THE INPUT:

* Begin *

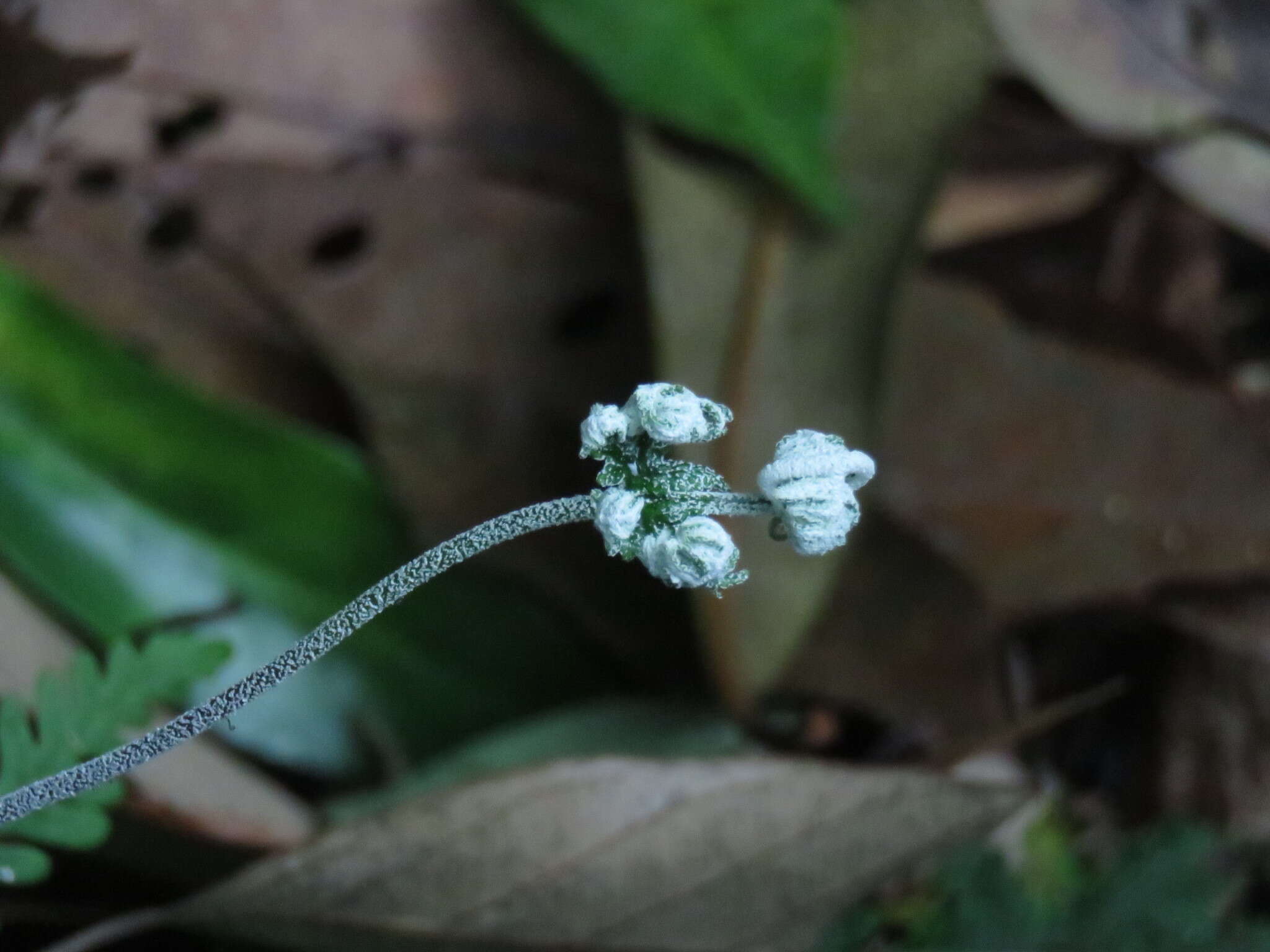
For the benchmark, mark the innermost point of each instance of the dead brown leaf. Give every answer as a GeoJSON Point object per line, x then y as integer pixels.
{"type": "Point", "coordinates": [399, 220]}
{"type": "Point", "coordinates": [607, 853]}
{"type": "Point", "coordinates": [200, 787]}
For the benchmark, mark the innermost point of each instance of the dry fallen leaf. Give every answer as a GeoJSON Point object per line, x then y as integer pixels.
{"type": "Point", "coordinates": [785, 323]}
{"type": "Point", "coordinates": [1054, 475]}
{"type": "Point", "coordinates": [609, 853]}
{"type": "Point", "coordinates": [200, 787]}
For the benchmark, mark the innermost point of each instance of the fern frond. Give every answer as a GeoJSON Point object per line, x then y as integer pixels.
{"type": "Point", "coordinates": [79, 712]}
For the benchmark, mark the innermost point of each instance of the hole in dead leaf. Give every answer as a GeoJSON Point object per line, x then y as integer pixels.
{"type": "Point", "coordinates": [173, 229]}
{"type": "Point", "coordinates": [174, 133]}
{"type": "Point", "coordinates": [19, 207]}
{"type": "Point", "coordinates": [832, 729]}
{"type": "Point", "coordinates": [1199, 31]}
{"type": "Point", "coordinates": [98, 179]}
{"type": "Point", "coordinates": [340, 245]}
{"type": "Point", "coordinates": [588, 319]}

* End *

STATED PROBLEM:
Could you write out all the entries again, switching every "innermost point" to "central point" and changing nothing else? Leave out the pictures.

TASK ANSWER:
For the benchmark, mark the central point of each instance of the dead brown leaf. Give every answer as a GeoJSON Point object per line, x then y as integer pixels.
{"type": "Point", "coordinates": [399, 220]}
{"type": "Point", "coordinates": [607, 853]}
{"type": "Point", "coordinates": [200, 787]}
For the benchmark, mark the central point of each instance of the dry fallen leaf. Give every answer as a GeoJSON Point object per line, x then y as integer pixels.
{"type": "Point", "coordinates": [785, 323]}
{"type": "Point", "coordinates": [1054, 475]}
{"type": "Point", "coordinates": [609, 853]}
{"type": "Point", "coordinates": [200, 787]}
For the benchmark, mark the central point of each instance of the fern frond. Give every answer as a GeoJSON Point object per line, x then y as integer pixels.
{"type": "Point", "coordinates": [79, 712]}
For the benchmark, mark the central point of each instance of the hole in dead leaf. Give every answer as a GeoJSON Point object per line, x then y as integer pixels.
{"type": "Point", "coordinates": [173, 229]}
{"type": "Point", "coordinates": [174, 133]}
{"type": "Point", "coordinates": [19, 207]}
{"type": "Point", "coordinates": [832, 729]}
{"type": "Point", "coordinates": [1199, 31]}
{"type": "Point", "coordinates": [98, 179]}
{"type": "Point", "coordinates": [340, 245]}
{"type": "Point", "coordinates": [588, 319]}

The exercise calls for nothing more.